[Material provided]
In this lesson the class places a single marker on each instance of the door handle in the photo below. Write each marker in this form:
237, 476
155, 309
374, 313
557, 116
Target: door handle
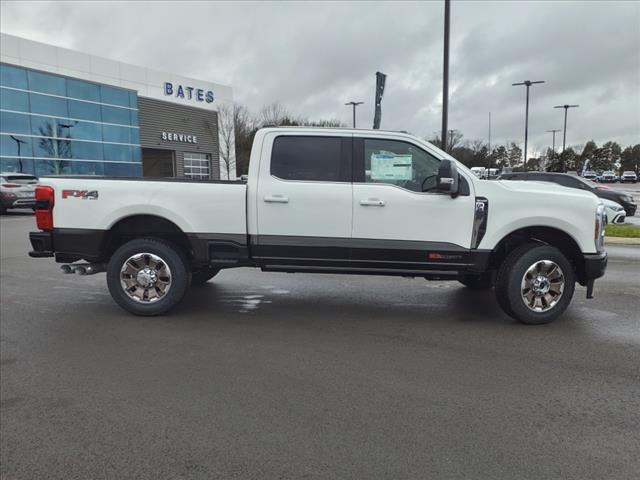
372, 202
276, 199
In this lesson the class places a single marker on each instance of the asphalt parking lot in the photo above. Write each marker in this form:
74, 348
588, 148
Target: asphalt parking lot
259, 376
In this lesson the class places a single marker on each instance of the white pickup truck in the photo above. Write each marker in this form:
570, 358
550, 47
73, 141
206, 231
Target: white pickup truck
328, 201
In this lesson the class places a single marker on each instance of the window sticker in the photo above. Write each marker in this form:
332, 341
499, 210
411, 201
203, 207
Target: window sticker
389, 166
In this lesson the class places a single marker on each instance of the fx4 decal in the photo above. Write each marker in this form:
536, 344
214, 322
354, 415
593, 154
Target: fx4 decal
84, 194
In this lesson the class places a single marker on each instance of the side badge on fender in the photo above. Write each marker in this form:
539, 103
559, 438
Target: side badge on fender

[Task details] Please write out all of the data above again, swapping every "marker" for "dot" and changing nothing else. Leave out the pictures.

[The solution]
In this lesson the class places a single dot on each instance of the door handle in the photo below. Write each dot in this form:
237, 476
155, 309
374, 313
557, 116
Target: door handle
372, 202
276, 199
In this lesson the class places a single dot on each instance of the asphalt parking lot in the photo above. Write each dot in this form:
74, 348
588, 148
Target: asphalt parking lot
259, 376
In this lesson the class places a single dot on each instance of the white pickup truck in the photo above. Write each dot in this form:
570, 358
550, 47
73, 141
206, 231
Target: white pickup truck
328, 201
In this lesson the class places a single dot on each instance of the window sticker in the photo above. Write each dot in this form:
332, 341
499, 210
411, 201
203, 207
Target: window sticker
389, 166
In this lesson the class places a single dot on each instance of the fx4 decal in the photo above. Write each dot in this form:
536, 344
214, 322
354, 415
593, 154
Target: fx4 decal
84, 194
In this lesson the class places a single dot on each instance of the side badge on fender in the photo above. Write each dot in this form:
539, 103
559, 438
Target: side badge on fender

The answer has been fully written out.